# Try it
A verbatim copy of the records below, pictures omitted, is the task.

# Records for this task
# # # # # # #

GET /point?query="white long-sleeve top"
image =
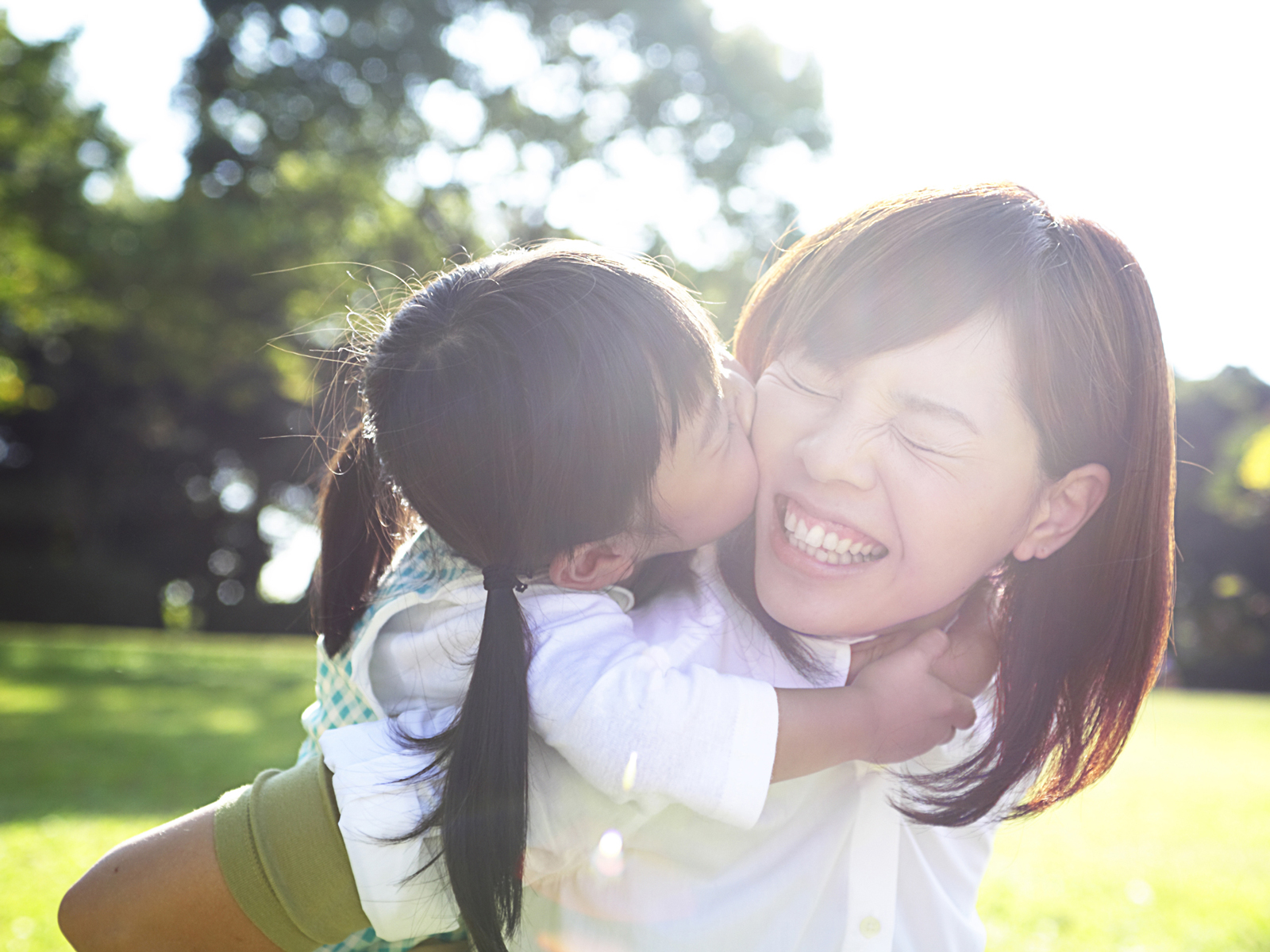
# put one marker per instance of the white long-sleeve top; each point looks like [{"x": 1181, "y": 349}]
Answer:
[{"x": 829, "y": 863}]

# # # # # # #

# Written response
GET /point?query="white long-sleeve top"
image =
# put one marker per instance of the white long-sleeve top; each point looks like [{"x": 1181, "y": 349}]
Answer:
[{"x": 829, "y": 863}]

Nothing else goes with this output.